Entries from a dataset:
+---+

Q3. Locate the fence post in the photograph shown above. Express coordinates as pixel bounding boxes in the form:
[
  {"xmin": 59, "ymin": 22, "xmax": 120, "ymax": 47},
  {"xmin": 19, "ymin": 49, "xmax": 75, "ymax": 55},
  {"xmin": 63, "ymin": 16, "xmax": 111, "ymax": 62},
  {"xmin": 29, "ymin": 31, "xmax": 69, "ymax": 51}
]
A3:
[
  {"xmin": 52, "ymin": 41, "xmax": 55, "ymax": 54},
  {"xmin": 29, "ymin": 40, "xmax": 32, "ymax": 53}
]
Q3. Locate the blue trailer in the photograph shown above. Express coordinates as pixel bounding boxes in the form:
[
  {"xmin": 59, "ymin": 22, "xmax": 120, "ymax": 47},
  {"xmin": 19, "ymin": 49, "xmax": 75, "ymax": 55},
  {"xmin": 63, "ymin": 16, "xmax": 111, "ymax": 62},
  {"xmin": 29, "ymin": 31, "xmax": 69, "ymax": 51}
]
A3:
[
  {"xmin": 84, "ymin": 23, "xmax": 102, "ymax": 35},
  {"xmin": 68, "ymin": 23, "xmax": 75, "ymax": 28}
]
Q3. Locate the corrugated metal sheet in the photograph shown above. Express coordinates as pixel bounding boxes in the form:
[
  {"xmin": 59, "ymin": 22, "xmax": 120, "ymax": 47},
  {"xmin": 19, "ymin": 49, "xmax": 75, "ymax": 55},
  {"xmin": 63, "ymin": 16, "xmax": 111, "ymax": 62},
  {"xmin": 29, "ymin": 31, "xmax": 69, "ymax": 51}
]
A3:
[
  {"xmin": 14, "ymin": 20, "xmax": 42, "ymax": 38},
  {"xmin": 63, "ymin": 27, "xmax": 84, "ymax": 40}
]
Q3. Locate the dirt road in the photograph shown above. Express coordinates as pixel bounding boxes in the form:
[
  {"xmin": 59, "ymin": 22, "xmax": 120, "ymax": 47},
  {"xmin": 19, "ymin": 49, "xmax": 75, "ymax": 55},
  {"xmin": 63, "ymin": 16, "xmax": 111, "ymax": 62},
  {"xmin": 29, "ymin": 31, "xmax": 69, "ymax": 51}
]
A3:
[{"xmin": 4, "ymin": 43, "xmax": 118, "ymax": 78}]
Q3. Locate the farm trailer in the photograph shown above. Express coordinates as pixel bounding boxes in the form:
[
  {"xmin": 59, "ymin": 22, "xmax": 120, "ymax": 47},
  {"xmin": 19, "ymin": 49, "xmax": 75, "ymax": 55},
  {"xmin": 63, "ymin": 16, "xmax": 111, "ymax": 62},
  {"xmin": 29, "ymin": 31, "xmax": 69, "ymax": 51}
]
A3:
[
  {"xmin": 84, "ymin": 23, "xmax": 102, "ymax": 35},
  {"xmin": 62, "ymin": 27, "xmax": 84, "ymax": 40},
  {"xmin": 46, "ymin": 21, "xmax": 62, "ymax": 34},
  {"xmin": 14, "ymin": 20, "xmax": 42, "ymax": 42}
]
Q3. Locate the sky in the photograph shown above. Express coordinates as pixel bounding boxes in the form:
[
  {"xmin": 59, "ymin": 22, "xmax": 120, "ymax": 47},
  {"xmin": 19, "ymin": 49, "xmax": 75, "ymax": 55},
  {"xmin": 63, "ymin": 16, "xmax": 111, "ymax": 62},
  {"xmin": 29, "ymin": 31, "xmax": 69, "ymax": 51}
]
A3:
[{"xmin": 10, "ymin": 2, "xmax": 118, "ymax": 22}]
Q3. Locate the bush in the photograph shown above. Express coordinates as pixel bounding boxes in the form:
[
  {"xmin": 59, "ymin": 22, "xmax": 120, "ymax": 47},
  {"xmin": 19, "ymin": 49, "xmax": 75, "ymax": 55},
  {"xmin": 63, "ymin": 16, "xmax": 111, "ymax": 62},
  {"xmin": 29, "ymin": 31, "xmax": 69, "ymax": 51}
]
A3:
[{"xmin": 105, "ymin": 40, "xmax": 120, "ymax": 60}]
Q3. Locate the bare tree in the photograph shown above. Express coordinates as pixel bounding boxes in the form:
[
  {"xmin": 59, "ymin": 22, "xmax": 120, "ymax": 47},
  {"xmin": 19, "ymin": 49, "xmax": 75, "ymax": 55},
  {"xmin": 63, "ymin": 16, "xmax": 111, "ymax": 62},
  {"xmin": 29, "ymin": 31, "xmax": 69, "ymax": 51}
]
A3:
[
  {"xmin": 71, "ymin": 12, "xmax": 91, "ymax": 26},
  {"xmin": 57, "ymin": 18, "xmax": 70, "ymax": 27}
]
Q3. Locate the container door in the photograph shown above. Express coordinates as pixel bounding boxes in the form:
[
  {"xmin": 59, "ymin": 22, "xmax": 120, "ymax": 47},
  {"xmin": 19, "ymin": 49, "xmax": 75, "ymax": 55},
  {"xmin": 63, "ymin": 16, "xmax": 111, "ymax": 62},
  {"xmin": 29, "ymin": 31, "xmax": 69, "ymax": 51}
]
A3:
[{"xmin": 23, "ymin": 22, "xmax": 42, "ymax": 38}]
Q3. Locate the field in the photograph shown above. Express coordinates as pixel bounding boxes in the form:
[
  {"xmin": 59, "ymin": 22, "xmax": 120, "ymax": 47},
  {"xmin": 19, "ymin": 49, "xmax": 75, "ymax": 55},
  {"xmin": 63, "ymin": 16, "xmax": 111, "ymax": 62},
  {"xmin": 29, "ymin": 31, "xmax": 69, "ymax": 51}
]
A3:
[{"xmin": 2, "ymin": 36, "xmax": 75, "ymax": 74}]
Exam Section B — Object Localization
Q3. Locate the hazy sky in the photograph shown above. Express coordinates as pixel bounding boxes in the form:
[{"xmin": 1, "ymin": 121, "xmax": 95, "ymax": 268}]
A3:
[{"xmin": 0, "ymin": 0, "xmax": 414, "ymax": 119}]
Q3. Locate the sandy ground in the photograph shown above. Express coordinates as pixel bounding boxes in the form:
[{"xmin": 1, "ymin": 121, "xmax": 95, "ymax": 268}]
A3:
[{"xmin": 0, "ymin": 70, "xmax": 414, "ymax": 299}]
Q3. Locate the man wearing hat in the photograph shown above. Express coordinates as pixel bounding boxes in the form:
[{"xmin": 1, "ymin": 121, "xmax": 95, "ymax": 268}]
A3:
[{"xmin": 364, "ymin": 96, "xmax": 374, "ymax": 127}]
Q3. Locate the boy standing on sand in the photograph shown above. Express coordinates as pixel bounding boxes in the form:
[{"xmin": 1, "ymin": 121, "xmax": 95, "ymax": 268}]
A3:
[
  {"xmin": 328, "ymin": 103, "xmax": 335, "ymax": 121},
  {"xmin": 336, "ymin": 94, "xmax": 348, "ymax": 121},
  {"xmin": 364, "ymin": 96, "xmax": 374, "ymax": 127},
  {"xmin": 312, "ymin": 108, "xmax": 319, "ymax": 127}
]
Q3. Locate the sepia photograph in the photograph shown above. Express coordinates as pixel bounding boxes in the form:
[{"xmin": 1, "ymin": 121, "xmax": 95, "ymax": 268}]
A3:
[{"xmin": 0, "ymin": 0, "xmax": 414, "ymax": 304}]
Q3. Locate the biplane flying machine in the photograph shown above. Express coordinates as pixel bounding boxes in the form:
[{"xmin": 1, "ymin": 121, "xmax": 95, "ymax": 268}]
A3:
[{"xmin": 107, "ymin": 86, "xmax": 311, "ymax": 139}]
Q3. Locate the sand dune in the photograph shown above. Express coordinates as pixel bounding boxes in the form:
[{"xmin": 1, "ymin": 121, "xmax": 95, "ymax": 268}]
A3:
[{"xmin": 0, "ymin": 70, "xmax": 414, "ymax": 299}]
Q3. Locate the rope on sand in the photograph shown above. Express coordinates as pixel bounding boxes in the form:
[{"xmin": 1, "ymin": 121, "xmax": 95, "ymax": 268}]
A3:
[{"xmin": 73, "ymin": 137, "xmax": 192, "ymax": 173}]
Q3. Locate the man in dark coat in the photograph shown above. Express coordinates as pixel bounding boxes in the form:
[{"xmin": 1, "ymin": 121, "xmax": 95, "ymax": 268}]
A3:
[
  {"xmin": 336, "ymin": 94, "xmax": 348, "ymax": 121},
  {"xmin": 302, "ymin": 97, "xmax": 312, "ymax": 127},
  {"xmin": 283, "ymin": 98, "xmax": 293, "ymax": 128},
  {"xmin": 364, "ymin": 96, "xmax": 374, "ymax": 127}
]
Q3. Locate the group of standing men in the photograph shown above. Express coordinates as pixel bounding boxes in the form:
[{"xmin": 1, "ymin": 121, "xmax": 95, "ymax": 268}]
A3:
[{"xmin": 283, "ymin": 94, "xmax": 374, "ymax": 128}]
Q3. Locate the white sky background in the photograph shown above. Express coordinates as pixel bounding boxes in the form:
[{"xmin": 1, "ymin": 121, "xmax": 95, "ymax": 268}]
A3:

+---+

Copy out every line from the one containing "Q3. Locate the group" to the end of the material, both ends included.

Q3. Locate the group of standing men in the photograph shown above. Express coordinates as pixel bounding boxes in the form:
[{"xmin": 1, "ymin": 121, "xmax": 95, "ymax": 268}]
A3:
[{"xmin": 283, "ymin": 94, "xmax": 374, "ymax": 128}]
Q3. Locate the white sky background in the photograph shown above. Express coordinates as pixel bounding boxes in the form:
[{"xmin": 1, "ymin": 121, "xmax": 95, "ymax": 268}]
A3:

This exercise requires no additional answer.